→ EXERCISE INSTRUCTIONS:
• a. Answer these questions about the Diverse Branch Block page:
(i) In which file is get_equivalent_kernel_bias found?
(ii) At what address is the MegEngine version located?
(iii) For the 1x1-KxK branch of MobileNet, what value of internal_channels was used for every depthwise conv?
• b. Reproduce the stretch of the Diverse Branch Block page from "GithubHelp home page" through "Please check here.".

→ SOURCE:
* start *
GithubHelp home page GithubHelp logo

diversebranchblock's Introduction

Diverse Branch Block: Building a Convolution as an Inception-like Unit (PyTorch) (CVPR-2021)

DBB is a powerful ConvNet building block to replace regular conv. It improves the performance without any extra inference-time costs. This repo contains the code for building DBB and converting it into a single conv. You can also get the equivalent kernel and bias in a differentiable way at any time (get_equivalent_kernel_bias in diversebranchblock.py). This may help training-based pruning or quantization.

This is the PyTorch implementation. The MegEngine version is at https://github.com/megvii-model/DiverseBranchBlock

Another nice implementation by @zjykzj. Please check here.

Paper: https://arxiv.org/abs/2103.13425

Update: released the code for building the block, transformations and verification.

Update: a more efficient implementation of BNAndPadLayer

Update: MobileNet, ResNet-18 and ResNet-50 models released. You can download them from Google Drive or Baidu Cloud. For the 1x1-KxK branch of MobileNet, we used internal_channels = 2x input_channels for every depthwise conv. 1x also worked but the accuracy was slightly lower (72.71% v.s. 72.88%). On dense conv like ResNet, we used internal_channels = input_channels, and larger internal_channels seemed useless.
* end *
Collected data
* start *
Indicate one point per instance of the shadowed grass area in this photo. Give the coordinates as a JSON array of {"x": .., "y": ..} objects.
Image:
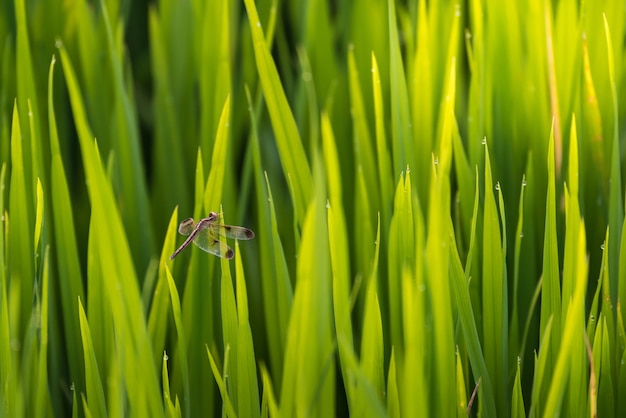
[{"x": 435, "y": 190}]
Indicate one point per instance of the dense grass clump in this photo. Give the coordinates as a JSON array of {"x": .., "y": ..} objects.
[{"x": 435, "y": 189}]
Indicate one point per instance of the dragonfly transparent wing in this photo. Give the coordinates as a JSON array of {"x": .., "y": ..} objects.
[
  {"x": 230, "y": 231},
  {"x": 207, "y": 240}
]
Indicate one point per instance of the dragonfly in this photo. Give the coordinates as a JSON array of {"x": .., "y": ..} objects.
[{"x": 206, "y": 234}]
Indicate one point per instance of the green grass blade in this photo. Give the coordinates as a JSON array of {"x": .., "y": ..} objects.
[
  {"x": 494, "y": 293},
  {"x": 293, "y": 158},
  {"x": 221, "y": 384},
  {"x": 310, "y": 385},
  {"x": 67, "y": 258},
  {"x": 248, "y": 396},
  {"x": 616, "y": 202},
  {"x": 460, "y": 287},
  {"x": 42, "y": 397},
  {"x": 20, "y": 244},
  {"x": 94, "y": 389},
  {"x": 136, "y": 213},
  {"x": 573, "y": 331},
  {"x": 551, "y": 287},
  {"x": 393, "y": 401},
  {"x": 517, "y": 401},
  {"x": 402, "y": 139},
  {"x": 181, "y": 341}
]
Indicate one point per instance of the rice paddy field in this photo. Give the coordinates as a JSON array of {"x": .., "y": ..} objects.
[{"x": 435, "y": 188}]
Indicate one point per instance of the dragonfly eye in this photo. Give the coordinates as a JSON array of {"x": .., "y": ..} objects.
[{"x": 186, "y": 226}]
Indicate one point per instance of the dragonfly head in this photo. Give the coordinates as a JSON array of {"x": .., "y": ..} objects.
[{"x": 186, "y": 226}]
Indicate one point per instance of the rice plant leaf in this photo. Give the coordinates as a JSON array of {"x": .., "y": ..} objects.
[
  {"x": 182, "y": 339},
  {"x": 517, "y": 400},
  {"x": 364, "y": 399},
  {"x": 494, "y": 291},
  {"x": 290, "y": 148},
  {"x": 363, "y": 153},
  {"x": 230, "y": 326},
  {"x": 616, "y": 202},
  {"x": 551, "y": 287},
  {"x": 125, "y": 301},
  {"x": 213, "y": 193},
  {"x": 402, "y": 138},
  {"x": 248, "y": 396},
  {"x": 310, "y": 385},
  {"x": 385, "y": 170},
  {"x": 272, "y": 259},
  {"x": 461, "y": 395},
  {"x": 372, "y": 344},
  {"x": 136, "y": 215},
  {"x": 229, "y": 411},
  {"x": 8, "y": 378},
  {"x": 337, "y": 237},
  {"x": 459, "y": 283},
  {"x": 573, "y": 331},
  {"x": 20, "y": 244},
  {"x": 42, "y": 397},
  {"x": 393, "y": 401},
  {"x": 93, "y": 380},
  {"x": 603, "y": 363},
  {"x": 161, "y": 300},
  {"x": 540, "y": 377}
]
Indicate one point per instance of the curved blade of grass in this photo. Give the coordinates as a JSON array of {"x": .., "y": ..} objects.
[
  {"x": 393, "y": 401},
  {"x": 20, "y": 244},
  {"x": 221, "y": 384},
  {"x": 181, "y": 340},
  {"x": 616, "y": 202},
  {"x": 42, "y": 396},
  {"x": 136, "y": 213},
  {"x": 402, "y": 139},
  {"x": 93, "y": 380},
  {"x": 67, "y": 259},
  {"x": 213, "y": 193},
  {"x": 372, "y": 344},
  {"x": 288, "y": 140},
  {"x": 8, "y": 379},
  {"x": 494, "y": 293},
  {"x": 248, "y": 396},
  {"x": 132, "y": 339},
  {"x": 459, "y": 282},
  {"x": 363, "y": 398},
  {"x": 573, "y": 330},
  {"x": 540, "y": 378},
  {"x": 230, "y": 326},
  {"x": 157, "y": 318},
  {"x": 461, "y": 395},
  {"x": 517, "y": 401},
  {"x": 551, "y": 287},
  {"x": 337, "y": 237},
  {"x": 309, "y": 386},
  {"x": 385, "y": 176}
]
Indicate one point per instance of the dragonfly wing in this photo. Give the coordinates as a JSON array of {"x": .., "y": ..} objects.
[
  {"x": 234, "y": 232},
  {"x": 209, "y": 242}
]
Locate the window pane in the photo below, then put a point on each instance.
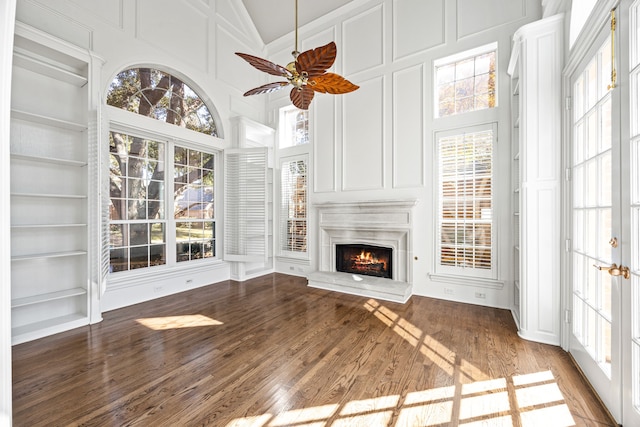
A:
(294, 206)
(162, 96)
(294, 127)
(466, 200)
(466, 85)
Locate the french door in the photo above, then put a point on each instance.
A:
(603, 162)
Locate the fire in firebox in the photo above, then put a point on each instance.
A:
(364, 259)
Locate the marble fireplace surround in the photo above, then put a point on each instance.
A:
(385, 223)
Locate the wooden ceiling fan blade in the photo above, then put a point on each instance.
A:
(332, 83)
(301, 97)
(317, 61)
(265, 65)
(268, 88)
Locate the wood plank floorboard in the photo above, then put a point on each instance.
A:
(273, 352)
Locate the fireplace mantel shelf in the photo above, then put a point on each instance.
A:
(384, 223)
(366, 286)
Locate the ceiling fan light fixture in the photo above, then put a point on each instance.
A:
(307, 73)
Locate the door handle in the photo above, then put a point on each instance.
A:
(614, 270)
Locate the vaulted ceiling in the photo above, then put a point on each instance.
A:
(275, 18)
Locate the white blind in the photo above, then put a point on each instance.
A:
(293, 210)
(245, 207)
(466, 200)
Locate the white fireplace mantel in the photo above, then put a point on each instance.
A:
(385, 223)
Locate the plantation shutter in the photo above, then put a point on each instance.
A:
(293, 208)
(466, 231)
(98, 138)
(245, 206)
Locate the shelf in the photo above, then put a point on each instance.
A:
(32, 158)
(25, 226)
(516, 87)
(46, 120)
(49, 195)
(51, 296)
(25, 60)
(48, 255)
(46, 327)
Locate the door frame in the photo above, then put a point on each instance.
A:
(598, 21)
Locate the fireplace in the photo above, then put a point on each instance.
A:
(382, 227)
(368, 260)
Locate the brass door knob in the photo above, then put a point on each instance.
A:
(614, 270)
* end *
→ RESPONSE LIST:
• a.
(i) diversebranchblock.py
(ii) https://github.com/megvii-model/DiverseBranchBlock
(iii) 2x input_channels

• b.
GithubHelp home page GithubHelp logo

diversebranchblock's Introduction

Diverse Branch Block: Building a Convolution as an Inception-like Unit (PyTorch) (CVPR-2021)

DBB is a powerful ConvNet building block to replace regular conv. It improves the performance without any extra inference-time costs. This repo contains the code for building DBB and converting it into a single conv. You can also get the equivalent kernel and bias in a differentiable way at any time (get_equivalent_kernel_bias in diversebranchblock.py). This may help training-based pruning or quantization.

This is the PyTorch implementation. The MegEngine version is at https://github.com/megvii-model/DiverseBranchBlock

Another nice implementation by @zjykzj. Please check here.